What is expected:
Rewrite the lines from the start of the rows below through the line containing "498L64 456L55 596L128", both included, as a numbered list, omitting any blank lines.
===============
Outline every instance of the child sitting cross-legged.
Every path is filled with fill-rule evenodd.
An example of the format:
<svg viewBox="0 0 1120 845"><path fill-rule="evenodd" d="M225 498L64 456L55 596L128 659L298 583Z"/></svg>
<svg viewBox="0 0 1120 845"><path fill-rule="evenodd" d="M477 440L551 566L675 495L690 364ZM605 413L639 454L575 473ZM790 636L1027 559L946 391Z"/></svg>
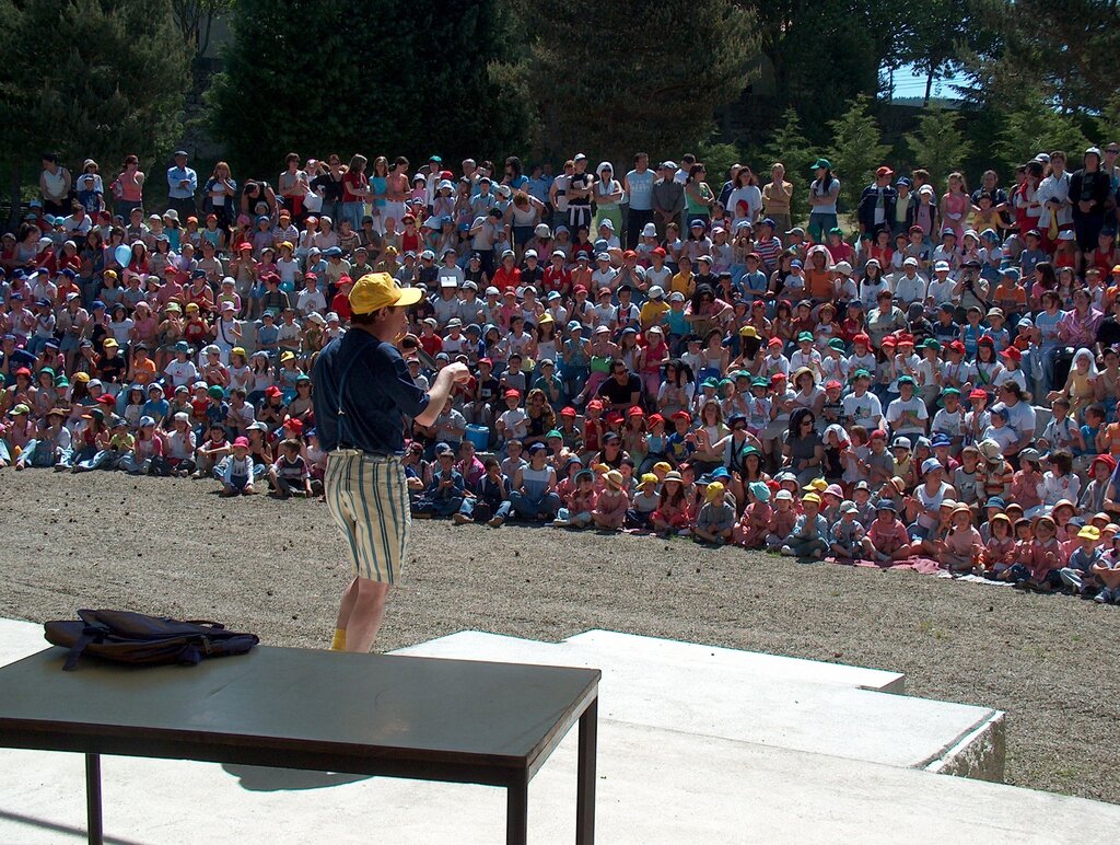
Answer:
<svg viewBox="0 0 1120 845"><path fill-rule="evenodd" d="M735 505L727 500L722 482L713 481L704 489L704 503L697 514L692 535L698 541L726 544L735 530Z"/></svg>
<svg viewBox="0 0 1120 845"><path fill-rule="evenodd" d="M782 545L782 554L787 557L814 557L821 559L829 548L829 524L821 516L821 498L808 493L801 505L804 512L797 517L793 530Z"/></svg>
<svg viewBox="0 0 1120 845"><path fill-rule="evenodd" d="M843 501L839 508L840 519L829 532L829 550L841 560L872 559L875 547L867 530L857 519L859 508L855 502Z"/></svg>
===============
Final result:
1. Outline every instance of the child sitting cross-legged.
2. Every path is filled with fill-rule evenodd.
3. An example of the format:
4. <svg viewBox="0 0 1120 845"><path fill-rule="evenodd" d="M225 498L64 456L55 596L128 659L298 583Z"/></svg>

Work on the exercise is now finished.